[Quoted passage]
┄┄┄┄┄┄┄┄┄┄┄┄┄┄┄┄┄┄┄┄
Re: Update: The Weber Intake Deal

From: DSand95510(at)aol.com
Date: Sat Nov 23 1996 - 02:59:48 CST


In a message dated 96-11-22 10:12:22 EST, rs11(at)ElSegundoCA.NCR.COM
(Spontelli, Ramon) writes:

>
>The bottom line is that this dual-Weber-40 thing is NOT going to be a
>bolt-on application for any of us. So, whether you have ordered one of
>these intakes, or are thinking about it, here s the not-so-good news:
>
> 3. For Series IV and V applications (don t know about Series III), the
brake
>master cylinder has to go. It s too long. Even by removing the spacer
>between the master cylinder and the firewall, it still interferes with the
>intake.
>
>Jay Laifman says he went with an aftermarket brake master cylinder and
>discarded the brake servo to solve this problem on his Holbay-powered Series

>V.
>
>And, on page 156 of the new book, Vintage Racing British Sports Cars, there
>is a picture of a really neat Tilton brake/clutch pedal assembly with dual
>brake master cylinders mounted inside the passenger compartment of Dan
>Sommer s vintage Tiger racer.
>
>For Series I and II applications, you can retain the original brake master
>cylinder by removing the spacer between the master cylinder and the firewall

>and reworking the plumbing to the remote reservoir.
>
>4. Everyone in the line-up, Series I through V, is going to experience the
>same interference problem between the bottom of the rear carburetor and the
>top of the steering box.
>
>The problem here is that the left-rear corner screw on an underside cover
>plate on the carburetor is very close and possibly touching the right-rear
>corner mounting bolt for the steering box cover, depending on the condition
>of your motor mounts.
>
>Another alternative, according to Dan Walters, is to do what Steve Alcala
>did with his Series II vintage racer. That is to remove the steering box
>cover, countersink that hole, and use a flat-head machine screw there

Great job of documenting the intake fit.
┄┄┄┄┄┄┄┄┄┄┄┄┄┄┄┄┄┄┄┄
[Direction A] Gather every line of the listing below that contains the word "wearing".

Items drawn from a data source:
┄┄┄┄┄┄┄┄┄┄┄┄┄┄┄┄┄┄┄┄
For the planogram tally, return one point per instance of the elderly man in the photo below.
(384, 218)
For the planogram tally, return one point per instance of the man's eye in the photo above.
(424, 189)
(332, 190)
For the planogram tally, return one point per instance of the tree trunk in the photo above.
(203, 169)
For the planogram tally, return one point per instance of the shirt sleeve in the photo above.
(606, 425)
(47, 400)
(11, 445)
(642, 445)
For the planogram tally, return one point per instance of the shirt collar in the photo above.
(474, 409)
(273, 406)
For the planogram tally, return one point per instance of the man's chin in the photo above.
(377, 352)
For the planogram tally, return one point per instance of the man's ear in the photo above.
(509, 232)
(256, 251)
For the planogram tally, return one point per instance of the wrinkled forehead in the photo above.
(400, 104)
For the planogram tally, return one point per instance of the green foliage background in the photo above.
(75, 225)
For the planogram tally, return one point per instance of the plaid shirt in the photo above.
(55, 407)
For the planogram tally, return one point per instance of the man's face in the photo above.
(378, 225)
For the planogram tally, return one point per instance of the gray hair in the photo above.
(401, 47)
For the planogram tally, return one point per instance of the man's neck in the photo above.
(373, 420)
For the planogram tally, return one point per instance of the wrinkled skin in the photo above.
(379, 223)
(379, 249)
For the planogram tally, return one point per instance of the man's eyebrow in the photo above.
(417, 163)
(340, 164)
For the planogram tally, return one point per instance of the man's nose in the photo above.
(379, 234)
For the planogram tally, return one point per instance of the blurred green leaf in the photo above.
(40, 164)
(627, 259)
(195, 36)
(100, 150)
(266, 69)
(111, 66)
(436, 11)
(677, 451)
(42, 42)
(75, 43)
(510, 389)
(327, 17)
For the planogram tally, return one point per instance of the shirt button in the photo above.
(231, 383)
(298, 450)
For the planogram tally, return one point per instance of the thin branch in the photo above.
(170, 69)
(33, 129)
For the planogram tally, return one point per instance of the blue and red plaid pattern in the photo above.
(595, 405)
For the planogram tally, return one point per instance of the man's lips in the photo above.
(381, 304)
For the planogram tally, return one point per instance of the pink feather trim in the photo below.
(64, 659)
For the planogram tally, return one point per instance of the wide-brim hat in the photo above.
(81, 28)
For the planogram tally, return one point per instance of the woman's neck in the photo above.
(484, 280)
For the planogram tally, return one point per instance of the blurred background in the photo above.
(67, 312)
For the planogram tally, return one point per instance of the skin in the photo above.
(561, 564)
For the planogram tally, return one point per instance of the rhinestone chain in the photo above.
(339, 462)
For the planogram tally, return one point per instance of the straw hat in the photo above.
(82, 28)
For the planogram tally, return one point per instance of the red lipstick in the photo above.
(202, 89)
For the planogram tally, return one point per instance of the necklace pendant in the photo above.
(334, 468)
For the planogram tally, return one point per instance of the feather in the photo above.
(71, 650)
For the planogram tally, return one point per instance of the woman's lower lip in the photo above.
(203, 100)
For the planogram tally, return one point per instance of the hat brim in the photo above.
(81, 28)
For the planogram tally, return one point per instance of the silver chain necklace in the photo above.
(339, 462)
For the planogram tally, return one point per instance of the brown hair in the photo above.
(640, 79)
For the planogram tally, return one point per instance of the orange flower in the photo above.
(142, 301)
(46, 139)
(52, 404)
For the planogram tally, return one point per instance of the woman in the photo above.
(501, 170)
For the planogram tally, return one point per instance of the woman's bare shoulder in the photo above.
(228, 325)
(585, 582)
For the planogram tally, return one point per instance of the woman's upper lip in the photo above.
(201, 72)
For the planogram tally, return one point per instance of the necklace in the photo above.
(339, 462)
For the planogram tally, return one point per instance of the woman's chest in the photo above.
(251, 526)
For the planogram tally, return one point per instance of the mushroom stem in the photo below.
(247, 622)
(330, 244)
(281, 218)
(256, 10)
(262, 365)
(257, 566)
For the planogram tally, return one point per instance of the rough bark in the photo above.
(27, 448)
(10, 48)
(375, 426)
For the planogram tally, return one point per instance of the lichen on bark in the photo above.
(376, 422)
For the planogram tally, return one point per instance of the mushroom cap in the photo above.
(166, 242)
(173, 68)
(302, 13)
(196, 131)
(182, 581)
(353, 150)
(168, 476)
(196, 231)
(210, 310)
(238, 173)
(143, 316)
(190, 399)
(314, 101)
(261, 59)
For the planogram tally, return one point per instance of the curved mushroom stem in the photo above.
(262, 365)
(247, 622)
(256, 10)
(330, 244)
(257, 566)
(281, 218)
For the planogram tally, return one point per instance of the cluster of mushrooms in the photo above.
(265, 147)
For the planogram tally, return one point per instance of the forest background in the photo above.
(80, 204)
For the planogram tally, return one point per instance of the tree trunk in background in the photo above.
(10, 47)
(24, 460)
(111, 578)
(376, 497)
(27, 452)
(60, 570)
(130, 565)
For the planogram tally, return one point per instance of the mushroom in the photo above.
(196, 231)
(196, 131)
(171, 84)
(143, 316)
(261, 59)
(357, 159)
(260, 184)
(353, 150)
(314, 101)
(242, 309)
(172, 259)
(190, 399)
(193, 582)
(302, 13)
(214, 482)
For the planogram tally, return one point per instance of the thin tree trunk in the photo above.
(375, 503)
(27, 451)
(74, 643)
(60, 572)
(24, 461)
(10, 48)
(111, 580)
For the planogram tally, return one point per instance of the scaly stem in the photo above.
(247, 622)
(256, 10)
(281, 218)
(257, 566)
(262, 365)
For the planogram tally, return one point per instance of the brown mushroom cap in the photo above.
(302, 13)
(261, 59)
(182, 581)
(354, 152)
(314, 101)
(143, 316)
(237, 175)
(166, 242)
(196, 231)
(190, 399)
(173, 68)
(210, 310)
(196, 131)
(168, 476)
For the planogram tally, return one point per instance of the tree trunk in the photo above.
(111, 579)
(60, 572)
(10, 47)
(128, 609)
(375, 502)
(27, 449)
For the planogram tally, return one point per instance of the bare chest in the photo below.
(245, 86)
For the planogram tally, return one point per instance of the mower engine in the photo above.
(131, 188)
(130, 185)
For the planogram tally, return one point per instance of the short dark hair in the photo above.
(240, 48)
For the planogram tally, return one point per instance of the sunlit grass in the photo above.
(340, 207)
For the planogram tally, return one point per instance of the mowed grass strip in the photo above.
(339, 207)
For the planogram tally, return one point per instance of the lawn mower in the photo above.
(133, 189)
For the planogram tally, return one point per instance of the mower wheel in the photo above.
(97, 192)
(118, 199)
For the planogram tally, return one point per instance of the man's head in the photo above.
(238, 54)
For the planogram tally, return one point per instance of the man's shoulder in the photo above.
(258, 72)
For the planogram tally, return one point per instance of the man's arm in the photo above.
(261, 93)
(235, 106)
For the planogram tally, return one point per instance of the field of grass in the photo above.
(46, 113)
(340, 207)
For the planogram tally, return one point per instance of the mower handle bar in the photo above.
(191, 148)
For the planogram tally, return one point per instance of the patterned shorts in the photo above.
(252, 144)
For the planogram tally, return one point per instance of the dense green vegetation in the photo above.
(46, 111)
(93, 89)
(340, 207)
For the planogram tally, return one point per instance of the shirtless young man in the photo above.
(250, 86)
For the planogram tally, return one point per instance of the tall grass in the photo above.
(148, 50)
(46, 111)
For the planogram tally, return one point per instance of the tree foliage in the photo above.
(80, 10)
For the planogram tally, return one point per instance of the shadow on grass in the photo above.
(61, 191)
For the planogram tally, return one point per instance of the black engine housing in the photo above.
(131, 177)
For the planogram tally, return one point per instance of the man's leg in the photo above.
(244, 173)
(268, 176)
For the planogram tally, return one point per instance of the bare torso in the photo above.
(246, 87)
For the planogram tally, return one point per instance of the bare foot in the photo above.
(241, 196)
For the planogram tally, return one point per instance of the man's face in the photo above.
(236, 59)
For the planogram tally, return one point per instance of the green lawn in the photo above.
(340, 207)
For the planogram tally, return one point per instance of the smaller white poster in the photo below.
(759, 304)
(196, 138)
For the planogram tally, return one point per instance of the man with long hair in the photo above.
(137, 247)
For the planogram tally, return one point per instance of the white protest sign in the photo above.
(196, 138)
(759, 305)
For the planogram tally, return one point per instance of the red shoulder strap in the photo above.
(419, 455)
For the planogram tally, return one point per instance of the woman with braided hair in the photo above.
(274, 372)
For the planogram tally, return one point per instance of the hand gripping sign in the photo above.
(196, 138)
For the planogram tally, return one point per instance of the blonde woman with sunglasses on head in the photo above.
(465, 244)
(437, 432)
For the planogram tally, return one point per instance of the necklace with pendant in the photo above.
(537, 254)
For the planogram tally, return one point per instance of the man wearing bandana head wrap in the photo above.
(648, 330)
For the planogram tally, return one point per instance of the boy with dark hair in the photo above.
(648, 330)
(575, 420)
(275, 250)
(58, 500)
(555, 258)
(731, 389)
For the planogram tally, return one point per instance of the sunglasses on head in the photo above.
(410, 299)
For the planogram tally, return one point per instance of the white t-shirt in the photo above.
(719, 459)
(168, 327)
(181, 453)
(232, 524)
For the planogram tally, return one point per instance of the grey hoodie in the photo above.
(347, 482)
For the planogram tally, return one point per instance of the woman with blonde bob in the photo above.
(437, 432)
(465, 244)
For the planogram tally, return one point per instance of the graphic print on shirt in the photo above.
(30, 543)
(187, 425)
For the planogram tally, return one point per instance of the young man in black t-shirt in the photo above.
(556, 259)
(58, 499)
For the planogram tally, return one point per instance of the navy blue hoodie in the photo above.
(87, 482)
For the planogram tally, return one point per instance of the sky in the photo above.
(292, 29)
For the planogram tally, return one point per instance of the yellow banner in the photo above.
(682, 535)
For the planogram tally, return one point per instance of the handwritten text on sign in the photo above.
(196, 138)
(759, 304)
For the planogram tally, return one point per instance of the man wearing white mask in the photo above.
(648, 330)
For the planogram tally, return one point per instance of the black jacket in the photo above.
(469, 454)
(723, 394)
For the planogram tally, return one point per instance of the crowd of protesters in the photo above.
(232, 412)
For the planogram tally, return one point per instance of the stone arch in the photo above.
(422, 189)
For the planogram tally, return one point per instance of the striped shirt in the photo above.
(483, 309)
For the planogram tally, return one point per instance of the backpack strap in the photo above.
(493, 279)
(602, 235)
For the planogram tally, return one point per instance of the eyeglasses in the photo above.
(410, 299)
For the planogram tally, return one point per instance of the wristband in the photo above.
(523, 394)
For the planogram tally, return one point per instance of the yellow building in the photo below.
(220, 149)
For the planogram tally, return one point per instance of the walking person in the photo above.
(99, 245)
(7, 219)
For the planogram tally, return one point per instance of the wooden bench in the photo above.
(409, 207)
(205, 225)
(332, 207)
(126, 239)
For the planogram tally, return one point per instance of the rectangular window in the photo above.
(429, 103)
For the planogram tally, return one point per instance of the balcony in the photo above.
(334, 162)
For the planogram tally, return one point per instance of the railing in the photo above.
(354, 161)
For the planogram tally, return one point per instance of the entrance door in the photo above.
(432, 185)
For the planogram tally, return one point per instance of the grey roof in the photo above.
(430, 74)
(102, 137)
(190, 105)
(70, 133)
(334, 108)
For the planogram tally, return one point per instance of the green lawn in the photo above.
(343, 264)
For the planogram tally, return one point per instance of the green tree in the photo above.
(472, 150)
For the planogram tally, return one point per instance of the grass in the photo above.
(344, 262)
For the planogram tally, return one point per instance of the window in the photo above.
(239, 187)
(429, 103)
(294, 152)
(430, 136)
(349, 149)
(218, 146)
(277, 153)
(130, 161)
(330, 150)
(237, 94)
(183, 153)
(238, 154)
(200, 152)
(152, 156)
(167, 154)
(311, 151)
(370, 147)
┄┄┄┄┄┄┄┄┄┄┄┄┄┄┄┄┄┄┄┄
[Direction B] In the post about the dual-Weber intake, on which page of Vintage Racing British Sports Cars does the picture of the Tilton brake/clutch pedal assembly appear?

[Worked solution A]
For the planogram tally, return one point per instance of the man wearing bandana head wrap in the photo above.
For the planogram tally, return one point per instance of the man wearing white mask in the photo above.

[Worked solution B] Page 156.